[Input records start]
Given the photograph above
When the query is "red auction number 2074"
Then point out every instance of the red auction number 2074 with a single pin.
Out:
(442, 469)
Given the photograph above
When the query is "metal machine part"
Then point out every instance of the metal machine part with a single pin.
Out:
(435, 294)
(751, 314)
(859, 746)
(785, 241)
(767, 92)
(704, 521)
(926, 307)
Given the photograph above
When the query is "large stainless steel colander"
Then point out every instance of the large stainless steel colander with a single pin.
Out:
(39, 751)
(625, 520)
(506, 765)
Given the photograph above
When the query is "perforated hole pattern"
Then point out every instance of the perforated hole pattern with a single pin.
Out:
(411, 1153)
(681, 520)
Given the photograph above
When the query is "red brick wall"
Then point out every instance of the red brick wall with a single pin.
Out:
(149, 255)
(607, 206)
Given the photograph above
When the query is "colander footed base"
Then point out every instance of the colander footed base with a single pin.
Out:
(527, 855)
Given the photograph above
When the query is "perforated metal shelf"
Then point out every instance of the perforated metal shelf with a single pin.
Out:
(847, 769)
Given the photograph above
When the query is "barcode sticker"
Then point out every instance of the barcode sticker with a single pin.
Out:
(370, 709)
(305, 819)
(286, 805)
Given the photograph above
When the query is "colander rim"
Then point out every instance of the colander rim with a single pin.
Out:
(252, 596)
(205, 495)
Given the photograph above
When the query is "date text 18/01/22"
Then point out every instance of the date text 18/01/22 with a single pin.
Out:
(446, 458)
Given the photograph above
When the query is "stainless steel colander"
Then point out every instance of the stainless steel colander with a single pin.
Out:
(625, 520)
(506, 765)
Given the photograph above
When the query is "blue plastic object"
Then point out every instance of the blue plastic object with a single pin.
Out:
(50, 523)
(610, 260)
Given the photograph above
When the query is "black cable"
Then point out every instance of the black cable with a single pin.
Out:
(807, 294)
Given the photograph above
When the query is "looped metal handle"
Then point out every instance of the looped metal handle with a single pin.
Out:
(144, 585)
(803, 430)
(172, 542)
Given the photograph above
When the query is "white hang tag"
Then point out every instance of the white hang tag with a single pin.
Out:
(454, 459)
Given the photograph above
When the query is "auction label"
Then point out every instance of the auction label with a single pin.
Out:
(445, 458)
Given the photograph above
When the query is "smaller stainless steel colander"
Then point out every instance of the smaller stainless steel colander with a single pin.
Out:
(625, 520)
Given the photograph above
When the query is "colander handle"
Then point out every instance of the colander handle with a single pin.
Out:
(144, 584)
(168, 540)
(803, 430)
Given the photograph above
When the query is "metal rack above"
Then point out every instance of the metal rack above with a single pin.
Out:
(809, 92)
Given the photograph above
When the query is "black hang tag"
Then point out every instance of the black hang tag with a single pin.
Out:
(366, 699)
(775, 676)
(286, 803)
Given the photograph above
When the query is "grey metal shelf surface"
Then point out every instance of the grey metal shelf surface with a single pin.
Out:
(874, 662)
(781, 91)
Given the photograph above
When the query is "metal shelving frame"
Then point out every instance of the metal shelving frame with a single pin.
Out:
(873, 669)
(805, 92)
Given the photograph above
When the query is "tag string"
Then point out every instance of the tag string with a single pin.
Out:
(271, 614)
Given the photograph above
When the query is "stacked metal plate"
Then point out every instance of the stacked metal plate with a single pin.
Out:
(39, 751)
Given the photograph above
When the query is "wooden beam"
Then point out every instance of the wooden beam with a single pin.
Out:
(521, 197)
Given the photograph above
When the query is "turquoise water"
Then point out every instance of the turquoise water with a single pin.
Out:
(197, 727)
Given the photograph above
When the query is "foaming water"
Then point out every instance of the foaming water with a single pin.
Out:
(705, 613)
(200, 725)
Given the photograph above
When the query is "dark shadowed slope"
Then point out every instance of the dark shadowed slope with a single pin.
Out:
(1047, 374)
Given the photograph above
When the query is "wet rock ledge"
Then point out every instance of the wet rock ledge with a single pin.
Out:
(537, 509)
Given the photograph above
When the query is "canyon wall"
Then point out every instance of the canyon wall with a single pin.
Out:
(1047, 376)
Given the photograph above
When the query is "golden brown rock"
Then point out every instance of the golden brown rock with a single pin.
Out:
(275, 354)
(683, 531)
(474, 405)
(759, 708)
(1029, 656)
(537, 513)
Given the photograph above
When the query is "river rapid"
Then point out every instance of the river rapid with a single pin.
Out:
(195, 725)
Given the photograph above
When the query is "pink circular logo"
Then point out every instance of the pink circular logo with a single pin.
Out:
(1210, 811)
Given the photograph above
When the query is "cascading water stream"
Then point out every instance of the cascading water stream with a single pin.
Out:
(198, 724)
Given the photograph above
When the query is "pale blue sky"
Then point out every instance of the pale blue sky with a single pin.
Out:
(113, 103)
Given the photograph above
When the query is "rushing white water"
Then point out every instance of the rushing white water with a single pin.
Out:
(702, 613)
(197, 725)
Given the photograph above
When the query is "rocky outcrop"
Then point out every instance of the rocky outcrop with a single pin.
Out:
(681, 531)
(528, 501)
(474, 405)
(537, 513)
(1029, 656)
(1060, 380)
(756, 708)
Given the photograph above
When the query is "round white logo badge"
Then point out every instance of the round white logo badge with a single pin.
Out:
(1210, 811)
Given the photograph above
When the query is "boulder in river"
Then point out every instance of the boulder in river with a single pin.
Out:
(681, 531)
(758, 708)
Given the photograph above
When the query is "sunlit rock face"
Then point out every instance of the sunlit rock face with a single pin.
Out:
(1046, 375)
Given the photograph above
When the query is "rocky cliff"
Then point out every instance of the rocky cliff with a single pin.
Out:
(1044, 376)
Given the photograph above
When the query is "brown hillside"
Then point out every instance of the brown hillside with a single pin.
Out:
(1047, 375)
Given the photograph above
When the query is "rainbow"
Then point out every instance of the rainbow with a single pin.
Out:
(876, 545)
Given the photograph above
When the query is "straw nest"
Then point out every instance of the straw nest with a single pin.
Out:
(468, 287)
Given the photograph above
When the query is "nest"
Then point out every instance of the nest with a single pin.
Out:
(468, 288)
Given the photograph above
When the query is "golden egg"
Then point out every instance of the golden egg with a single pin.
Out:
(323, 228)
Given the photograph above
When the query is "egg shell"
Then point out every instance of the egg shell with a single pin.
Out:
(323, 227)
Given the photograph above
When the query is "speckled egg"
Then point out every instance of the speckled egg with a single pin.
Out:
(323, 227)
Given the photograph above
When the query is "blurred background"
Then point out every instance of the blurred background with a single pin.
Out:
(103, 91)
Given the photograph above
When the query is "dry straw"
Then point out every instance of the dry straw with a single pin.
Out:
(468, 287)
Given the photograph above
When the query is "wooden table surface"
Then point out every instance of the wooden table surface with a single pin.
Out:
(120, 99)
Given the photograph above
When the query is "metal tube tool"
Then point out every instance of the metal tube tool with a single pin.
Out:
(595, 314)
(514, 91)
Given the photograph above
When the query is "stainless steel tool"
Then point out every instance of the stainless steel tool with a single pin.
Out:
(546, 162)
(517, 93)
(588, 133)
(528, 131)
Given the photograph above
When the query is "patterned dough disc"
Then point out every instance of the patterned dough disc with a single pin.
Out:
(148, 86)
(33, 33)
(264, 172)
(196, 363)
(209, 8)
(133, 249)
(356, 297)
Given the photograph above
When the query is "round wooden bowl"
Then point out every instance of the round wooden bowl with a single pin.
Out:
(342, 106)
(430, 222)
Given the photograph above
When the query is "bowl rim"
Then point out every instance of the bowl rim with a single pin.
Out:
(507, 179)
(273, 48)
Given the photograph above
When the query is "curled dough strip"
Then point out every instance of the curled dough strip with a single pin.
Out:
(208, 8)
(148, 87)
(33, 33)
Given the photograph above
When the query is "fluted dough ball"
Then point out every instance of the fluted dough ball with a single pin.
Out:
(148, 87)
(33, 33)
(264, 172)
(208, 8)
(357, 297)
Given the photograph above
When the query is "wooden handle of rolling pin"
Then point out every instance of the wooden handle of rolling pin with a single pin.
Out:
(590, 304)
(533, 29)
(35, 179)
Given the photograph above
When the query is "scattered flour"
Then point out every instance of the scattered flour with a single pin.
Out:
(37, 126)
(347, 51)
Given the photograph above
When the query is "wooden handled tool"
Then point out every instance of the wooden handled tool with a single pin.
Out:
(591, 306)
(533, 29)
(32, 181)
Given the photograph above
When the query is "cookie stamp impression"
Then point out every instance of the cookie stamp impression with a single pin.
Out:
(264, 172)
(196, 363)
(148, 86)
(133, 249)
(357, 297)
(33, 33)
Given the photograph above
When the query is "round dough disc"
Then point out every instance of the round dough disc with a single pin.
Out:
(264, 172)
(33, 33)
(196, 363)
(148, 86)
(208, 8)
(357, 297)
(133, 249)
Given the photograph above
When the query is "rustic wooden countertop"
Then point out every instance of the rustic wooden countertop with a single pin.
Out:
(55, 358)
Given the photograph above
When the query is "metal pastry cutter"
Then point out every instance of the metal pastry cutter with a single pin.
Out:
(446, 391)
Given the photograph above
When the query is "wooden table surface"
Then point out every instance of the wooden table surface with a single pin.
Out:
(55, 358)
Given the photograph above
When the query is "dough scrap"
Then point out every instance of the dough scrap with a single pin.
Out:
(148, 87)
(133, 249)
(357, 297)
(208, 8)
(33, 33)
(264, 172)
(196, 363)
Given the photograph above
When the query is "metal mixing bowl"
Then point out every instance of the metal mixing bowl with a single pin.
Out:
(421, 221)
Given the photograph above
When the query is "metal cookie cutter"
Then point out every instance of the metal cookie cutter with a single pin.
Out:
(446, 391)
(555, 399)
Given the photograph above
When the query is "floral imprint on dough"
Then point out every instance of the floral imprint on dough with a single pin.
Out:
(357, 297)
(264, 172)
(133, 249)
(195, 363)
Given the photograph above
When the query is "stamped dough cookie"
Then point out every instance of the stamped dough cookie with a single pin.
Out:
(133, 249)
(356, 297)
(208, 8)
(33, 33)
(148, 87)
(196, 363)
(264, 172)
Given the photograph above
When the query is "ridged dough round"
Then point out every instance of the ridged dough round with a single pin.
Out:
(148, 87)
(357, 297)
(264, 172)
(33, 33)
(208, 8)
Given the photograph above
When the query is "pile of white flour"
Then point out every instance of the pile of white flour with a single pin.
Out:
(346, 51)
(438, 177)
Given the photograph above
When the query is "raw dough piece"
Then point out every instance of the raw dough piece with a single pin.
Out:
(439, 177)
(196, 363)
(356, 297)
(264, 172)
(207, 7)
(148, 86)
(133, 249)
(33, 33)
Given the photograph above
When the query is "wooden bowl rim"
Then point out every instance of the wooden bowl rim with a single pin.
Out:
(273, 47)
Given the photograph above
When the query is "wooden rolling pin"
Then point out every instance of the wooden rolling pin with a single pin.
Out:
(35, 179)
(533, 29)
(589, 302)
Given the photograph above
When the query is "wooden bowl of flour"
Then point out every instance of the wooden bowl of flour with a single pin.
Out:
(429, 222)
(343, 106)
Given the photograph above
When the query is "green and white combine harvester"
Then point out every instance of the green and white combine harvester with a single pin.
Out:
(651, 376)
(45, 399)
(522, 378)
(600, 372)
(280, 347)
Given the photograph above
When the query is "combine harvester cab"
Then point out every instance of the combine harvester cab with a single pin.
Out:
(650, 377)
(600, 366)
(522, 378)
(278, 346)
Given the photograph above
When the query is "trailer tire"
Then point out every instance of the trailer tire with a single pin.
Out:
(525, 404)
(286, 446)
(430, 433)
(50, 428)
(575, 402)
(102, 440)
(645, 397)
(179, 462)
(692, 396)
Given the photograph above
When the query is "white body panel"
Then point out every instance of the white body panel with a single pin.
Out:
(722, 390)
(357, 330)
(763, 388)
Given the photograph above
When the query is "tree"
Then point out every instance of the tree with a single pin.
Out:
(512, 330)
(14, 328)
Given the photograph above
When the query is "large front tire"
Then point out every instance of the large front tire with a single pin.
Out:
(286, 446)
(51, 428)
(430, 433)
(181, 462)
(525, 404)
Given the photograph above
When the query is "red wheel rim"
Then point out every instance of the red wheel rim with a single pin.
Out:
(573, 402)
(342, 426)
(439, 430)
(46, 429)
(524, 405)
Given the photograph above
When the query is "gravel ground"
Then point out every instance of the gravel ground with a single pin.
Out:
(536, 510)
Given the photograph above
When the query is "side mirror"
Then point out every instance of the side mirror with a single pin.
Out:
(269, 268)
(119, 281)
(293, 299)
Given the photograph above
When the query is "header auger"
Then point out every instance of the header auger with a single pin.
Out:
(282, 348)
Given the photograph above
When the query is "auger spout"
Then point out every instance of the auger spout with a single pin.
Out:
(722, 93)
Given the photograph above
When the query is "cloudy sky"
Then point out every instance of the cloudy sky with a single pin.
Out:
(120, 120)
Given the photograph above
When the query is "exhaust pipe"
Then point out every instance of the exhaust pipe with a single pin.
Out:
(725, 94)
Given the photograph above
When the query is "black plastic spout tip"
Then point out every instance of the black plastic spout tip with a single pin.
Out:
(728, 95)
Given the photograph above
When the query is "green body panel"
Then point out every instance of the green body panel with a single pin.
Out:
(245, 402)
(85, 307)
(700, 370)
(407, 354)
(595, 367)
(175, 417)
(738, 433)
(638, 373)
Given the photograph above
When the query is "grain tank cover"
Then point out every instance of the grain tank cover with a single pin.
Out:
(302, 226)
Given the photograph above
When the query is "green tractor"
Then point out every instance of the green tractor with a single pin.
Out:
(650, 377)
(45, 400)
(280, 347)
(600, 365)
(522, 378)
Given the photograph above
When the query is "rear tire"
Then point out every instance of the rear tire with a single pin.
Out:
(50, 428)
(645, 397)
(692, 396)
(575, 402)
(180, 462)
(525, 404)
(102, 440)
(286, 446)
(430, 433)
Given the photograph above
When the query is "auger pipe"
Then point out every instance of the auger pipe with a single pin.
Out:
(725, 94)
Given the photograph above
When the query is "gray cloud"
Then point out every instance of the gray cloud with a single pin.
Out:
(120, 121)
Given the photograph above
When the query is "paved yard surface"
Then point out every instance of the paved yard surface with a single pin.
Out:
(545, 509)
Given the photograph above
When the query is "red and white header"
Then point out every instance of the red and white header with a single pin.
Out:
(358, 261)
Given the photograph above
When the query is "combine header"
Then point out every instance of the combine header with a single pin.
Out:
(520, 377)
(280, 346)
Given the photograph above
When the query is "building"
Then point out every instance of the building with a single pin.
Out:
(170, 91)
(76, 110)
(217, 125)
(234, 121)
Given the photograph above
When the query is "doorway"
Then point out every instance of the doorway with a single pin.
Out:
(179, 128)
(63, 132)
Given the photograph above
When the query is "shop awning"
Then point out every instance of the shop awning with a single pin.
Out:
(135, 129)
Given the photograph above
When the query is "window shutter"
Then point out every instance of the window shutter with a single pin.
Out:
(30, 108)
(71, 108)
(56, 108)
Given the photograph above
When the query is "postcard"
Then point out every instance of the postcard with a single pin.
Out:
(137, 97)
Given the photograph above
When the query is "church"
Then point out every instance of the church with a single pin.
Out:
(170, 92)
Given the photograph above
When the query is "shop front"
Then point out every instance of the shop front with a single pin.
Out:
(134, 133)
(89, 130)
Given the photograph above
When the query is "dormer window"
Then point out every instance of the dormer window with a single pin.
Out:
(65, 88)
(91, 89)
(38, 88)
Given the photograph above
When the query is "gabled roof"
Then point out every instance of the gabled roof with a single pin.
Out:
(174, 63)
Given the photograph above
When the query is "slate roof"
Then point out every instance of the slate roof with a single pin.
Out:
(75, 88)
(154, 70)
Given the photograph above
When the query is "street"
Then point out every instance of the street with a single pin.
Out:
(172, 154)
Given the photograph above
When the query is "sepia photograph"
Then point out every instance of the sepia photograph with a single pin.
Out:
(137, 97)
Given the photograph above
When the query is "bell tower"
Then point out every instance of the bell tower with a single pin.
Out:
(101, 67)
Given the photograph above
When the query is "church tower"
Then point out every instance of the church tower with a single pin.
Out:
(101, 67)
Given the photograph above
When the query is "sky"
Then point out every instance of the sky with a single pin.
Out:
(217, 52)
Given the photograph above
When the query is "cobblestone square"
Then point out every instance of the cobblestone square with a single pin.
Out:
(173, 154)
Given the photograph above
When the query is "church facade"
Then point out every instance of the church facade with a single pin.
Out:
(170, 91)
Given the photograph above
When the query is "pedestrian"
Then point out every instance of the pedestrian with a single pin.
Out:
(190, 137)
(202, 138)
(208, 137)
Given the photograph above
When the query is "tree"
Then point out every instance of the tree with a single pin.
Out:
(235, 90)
[Input records end]
■ Your objective:
How many lines of the entries above contain the string "front"? Matching is case-sensitive; reply with the number only.

■ Answer for the task:
4